EXERCISE AIM:
An exact copy of the records below is needed, with every picture left out.

RECORDED DATA:
────────────────
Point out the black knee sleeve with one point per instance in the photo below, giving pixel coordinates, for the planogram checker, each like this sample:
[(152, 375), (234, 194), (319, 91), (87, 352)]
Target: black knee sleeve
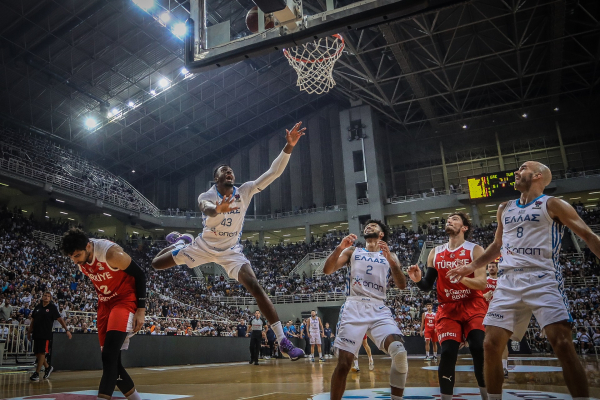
[(111, 352), (475, 339), (447, 366), (124, 381)]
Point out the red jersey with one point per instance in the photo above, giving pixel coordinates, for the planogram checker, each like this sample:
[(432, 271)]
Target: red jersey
[(491, 285), (110, 283), (445, 260), (430, 321)]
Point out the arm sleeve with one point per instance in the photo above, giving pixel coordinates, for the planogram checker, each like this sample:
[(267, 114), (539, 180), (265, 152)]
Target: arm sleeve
[(140, 282), (426, 283), (277, 168)]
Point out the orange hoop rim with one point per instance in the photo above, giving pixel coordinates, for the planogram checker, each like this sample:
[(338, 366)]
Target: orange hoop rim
[(337, 35)]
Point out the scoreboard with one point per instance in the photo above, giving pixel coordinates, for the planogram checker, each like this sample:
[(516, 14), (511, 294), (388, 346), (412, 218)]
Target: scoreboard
[(491, 186)]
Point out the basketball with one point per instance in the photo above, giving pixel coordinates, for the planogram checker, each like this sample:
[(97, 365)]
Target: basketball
[(252, 20)]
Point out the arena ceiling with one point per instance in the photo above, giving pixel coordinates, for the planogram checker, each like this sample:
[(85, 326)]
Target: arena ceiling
[(64, 62)]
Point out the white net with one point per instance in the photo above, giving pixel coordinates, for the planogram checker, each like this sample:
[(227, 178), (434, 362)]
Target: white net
[(314, 63)]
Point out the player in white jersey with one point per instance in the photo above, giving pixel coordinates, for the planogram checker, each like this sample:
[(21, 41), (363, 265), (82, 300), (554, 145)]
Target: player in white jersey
[(528, 240), (224, 207), (315, 333), (364, 310)]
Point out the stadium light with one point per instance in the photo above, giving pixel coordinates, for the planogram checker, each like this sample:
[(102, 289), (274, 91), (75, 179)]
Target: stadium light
[(164, 17), (144, 4), (90, 123), (179, 29)]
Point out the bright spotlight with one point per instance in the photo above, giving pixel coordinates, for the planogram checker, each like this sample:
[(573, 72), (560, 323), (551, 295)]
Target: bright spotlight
[(90, 123), (179, 29), (164, 17), (144, 4)]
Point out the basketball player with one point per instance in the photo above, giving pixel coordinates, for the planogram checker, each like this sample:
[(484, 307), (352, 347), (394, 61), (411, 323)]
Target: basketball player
[(315, 333), (461, 305), (224, 207), (121, 287), (488, 294), (364, 310), (428, 325), (528, 239), (369, 354)]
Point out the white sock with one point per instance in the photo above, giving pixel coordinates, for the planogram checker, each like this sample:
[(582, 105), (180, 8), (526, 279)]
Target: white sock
[(483, 392), (134, 396), (277, 328)]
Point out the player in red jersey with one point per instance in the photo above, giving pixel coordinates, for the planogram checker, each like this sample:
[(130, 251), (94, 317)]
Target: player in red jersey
[(121, 287), (462, 307), (428, 331), (488, 294)]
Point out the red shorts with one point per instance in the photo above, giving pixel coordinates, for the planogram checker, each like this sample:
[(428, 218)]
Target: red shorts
[(116, 315), (454, 320), (430, 334)]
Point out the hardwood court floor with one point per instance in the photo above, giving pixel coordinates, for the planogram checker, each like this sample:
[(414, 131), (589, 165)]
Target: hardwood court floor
[(280, 379)]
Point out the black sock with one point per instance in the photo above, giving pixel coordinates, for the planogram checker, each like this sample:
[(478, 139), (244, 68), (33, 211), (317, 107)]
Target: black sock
[(447, 366)]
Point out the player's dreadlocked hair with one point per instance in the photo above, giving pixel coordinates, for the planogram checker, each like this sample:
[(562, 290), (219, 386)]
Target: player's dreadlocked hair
[(74, 239), (384, 228)]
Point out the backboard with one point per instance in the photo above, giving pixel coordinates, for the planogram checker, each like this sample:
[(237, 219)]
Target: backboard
[(218, 34)]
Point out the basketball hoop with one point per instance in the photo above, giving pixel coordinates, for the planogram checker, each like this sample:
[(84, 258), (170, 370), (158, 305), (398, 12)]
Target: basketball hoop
[(314, 62)]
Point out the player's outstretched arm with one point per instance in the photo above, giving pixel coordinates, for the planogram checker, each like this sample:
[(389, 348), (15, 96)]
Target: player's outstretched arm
[(490, 254), (561, 211), (478, 282), (340, 256), (117, 258), (395, 268), (279, 164)]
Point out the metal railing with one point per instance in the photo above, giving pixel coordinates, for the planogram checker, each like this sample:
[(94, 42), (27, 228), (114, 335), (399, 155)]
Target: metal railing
[(287, 214), (77, 188), (47, 237)]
────────────────
OUTPUT FOR THIS TASK:
Point out the black knee sleeve with one point per instance in the photo below, giving pixel coordinates, for the planogram checker, each like this sample:
[(152, 375), (234, 194), (319, 91), (87, 352)]
Target: black knee sleeve
[(111, 352), (475, 339), (447, 366), (124, 381)]
Point out the red jersey with one point per instance in the photo above, giving pixel coordinates, for the planogram checker, each like this sample:
[(432, 271)]
Target: red jersey
[(491, 285), (110, 283), (445, 260), (430, 321)]
Point out the arm sleeve with one point per instance in the photo above, giving pixel coordinates, for the planogram checker, each like this sample:
[(267, 114), (539, 180), (265, 152)]
Target: arm sleeve
[(140, 282), (426, 283), (277, 168)]
Point out the orange hoop rim with one point per instance in the photo above, giving pixel coordinates, for the planogram checker, each like this sample:
[(338, 366)]
Target: orange hoop rim
[(337, 35)]
Point out the scoreboard with one point per instance in the photo above, giving pixel coordinates, for the planogram checker, each like this sample:
[(516, 14), (511, 294), (388, 346), (412, 218)]
Target: scoreboard
[(491, 186)]
Point out the basketball with one point per instance in the photo above, giving pixel coordinates, for the planogram checker, each like this sample:
[(97, 365)]
Target: basketball
[(252, 20)]
Point out the arena ceiling with one point per instance in the photo above, giving pixel coordinates, for the planogram checker, each like this sample:
[(85, 326)]
Target: arena ceiling
[(64, 62)]
Point out the white net with one point per instance in the photo above, giving pixel coordinates, for the planogram checker, each like this sample:
[(227, 178), (434, 362)]
Target: white net
[(314, 63)]
Point out the player in white jersey with one point per instance in the photo above, giving pixel coordinates, for the planogram checker, each like this sample:
[(21, 41), (363, 265), (82, 300), (554, 145)]
Target: player in white jersey
[(528, 240), (224, 207), (315, 333), (364, 310)]
Point out the stadium light with one point per instance in the photo above, giving pixel coordinates, for the planogram checker, each like this sample:
[(102, 289), (274, 91), (75, 179)]
Target: stadium light
[(164, 17), (144, 4), (90, 123), (179, 29)]
Point out the bright spotlight with one point per instance in the photo above, giving pixel coordinates, for the planogram checker, each like this sample:
[(573, 72), (560, 323), (551, 295)]
Target: bright spotlight
[(90, 123), (179, 29), (164, 17), (144, 4)]
Point out the basketball player with one point per instance in the photo above, giving pixel coordinates, for the planogram checker, each like this sample:
[(484, 307), (352, 347), (394, 61), (411, 323)]
Target: basketball player
[(315, 333), (461, 305), (224, 207), (121, 287), (488, 294), (364, 310), (428, 325), (528, 239), (369, 354)]
Point out the white sock with one point per instance in the photo above, giving pixel coordinates, for the planogram checker, each like this sample:
[(582, 105), (180, 8), (526, 279)]
Target: white sock
[(483, 392), (134, 396), (277, 328)]
Point out the player in red jersey with one point per instance in the photo above, giving pixel coordinates, for the planogram checker, each like this sample:
[(130, 251), (94, 317)]
Target: player in red jersey
[(121, 287), (462, 307), (428, 331), (488, 294)]
Point out the red shorts with one point per instance in the photo above, giving pixel coordinates, for the planogram checker, each like this sample:
[(428, 218)]
Target: red shorts
[(116, 315), (454, 320), (430, 334)]
Point out the hardwood court floor with one point per instance in the photo above, giving pixel coordinates, for the planogram checker, each like this sample:
[(414, 131), (589, 165)]
Target: hardwood court floor
[(280, 379)]
Point out the black sock with one point per instance in the photo above, giving pixel coordinates, for the planogram checker, each like this sample:
[(478, 139), (244, 68), (33, 211), (317, 107)]
Target: black sock
[(447, 366)]
Point out the player's dreadlocked hair with one point per instance in the photo above, giving pixel coordinates, for the planogram checker, each like this sample:
[(562, 290), (219, 386)]
Target: player's dreadlocked hair
[(74, 239), (384, 228)]
Point out the backboard with one point per instance in the photo above, giving pixel coordinates, for the planogram checker, each like this sample:
[(237, 219)]
Target: backboard
[(218, 34)]
Point out the basketball hoop with one point per instance in the photo above, giving pixel coordinates, for the planogram checker, each like this sample:
[(84, 258), (170, 370), (158, 305), (398, 12)]
Target: basketball hoop
[(314, 62)]
Point out the player's outstretched arm with one point per instance in the photo above, giving pixel coordinates, for the planogram checker, each like this sample:
[(389, 348), (15, 96)]
Target: player's outstretched arm
[(490, 254), (561, 211), (478, 282), (340, 256), (117, 258), (395, 268), (279, 164)]
Point out the metal railing with one point per instance in the photo above, giving pixel coordinates, for the planogram checker, each like this sample:
[(94, 42), (27, 228), (114, 335), (399, 155)]
Target: metal railing
[(287, 214), (77, 188), (47, 237)]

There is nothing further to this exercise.